> [PROBLEM DESCRIPTION]: Reproduce all of the lines below, including each labeling request, and offset every coordinate in the answers by adding 105 to each number. Leave the pictures out of your answer.
[START OF EXTRACTED MATERIAL]
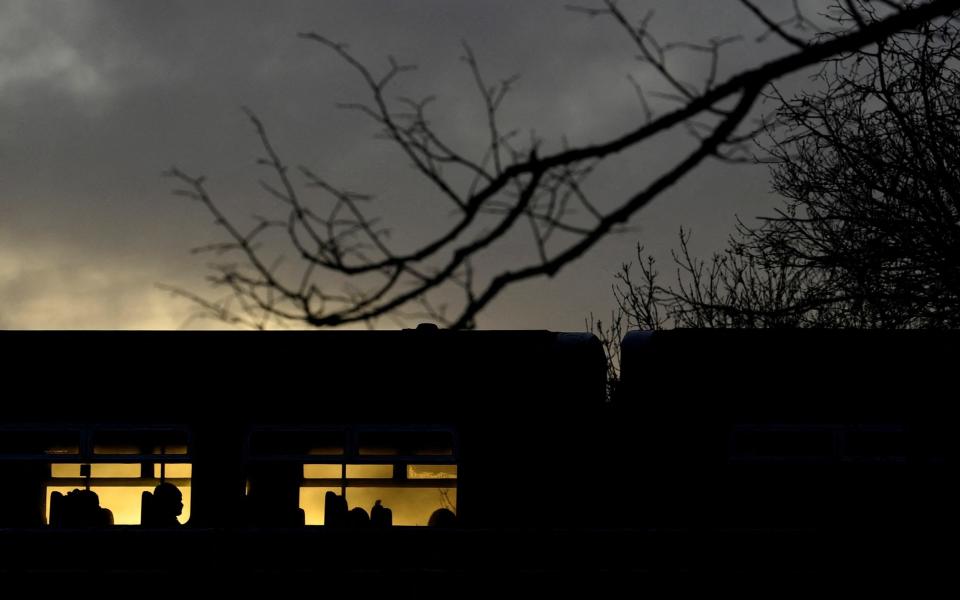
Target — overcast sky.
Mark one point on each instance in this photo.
(98, 97)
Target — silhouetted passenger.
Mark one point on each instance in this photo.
(274, 495)
(335, 510)
(381, 517)
(162, 508)
(79, 508)
(443, 518)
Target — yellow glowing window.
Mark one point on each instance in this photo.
(134, 442)
(431, 471)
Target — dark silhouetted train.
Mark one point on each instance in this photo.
(425, 451)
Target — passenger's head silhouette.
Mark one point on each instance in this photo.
(168, 503)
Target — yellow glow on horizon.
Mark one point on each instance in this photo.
(410, 506)
(369, 472)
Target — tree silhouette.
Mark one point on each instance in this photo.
(869, 235)
(349, 272)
[END OF EXTRACTED MATERIAL]
> [SOLUTION]:
Target — overcast sky.
Mark one point on each instance in this photo.
(203, 202)
Target — silhouetted passenger.
Mark one point on each instance in this photo.
(379, 600)
(440, 615)
(486, 622)
(267, 613)
(184, 613)
(548, 623)
Target — yellow glowing window.
Mark one point on each instance in this photo.
(239, 547)
(536, 576)
Target — dark silhouetted train.
Mark one point on each instance in this photo.
(530, 556)
Target — passenger's head silhouette.
Mark one point on each instance in this photo.
(273, 608)
Target — yellow glow on horizon.
Mark one point on each instance in this photo.
(515, 611)
(474, 577)
Target — tree silhouette.
Mark one point on each instance in this photo.
(974, 340)
(454, 377)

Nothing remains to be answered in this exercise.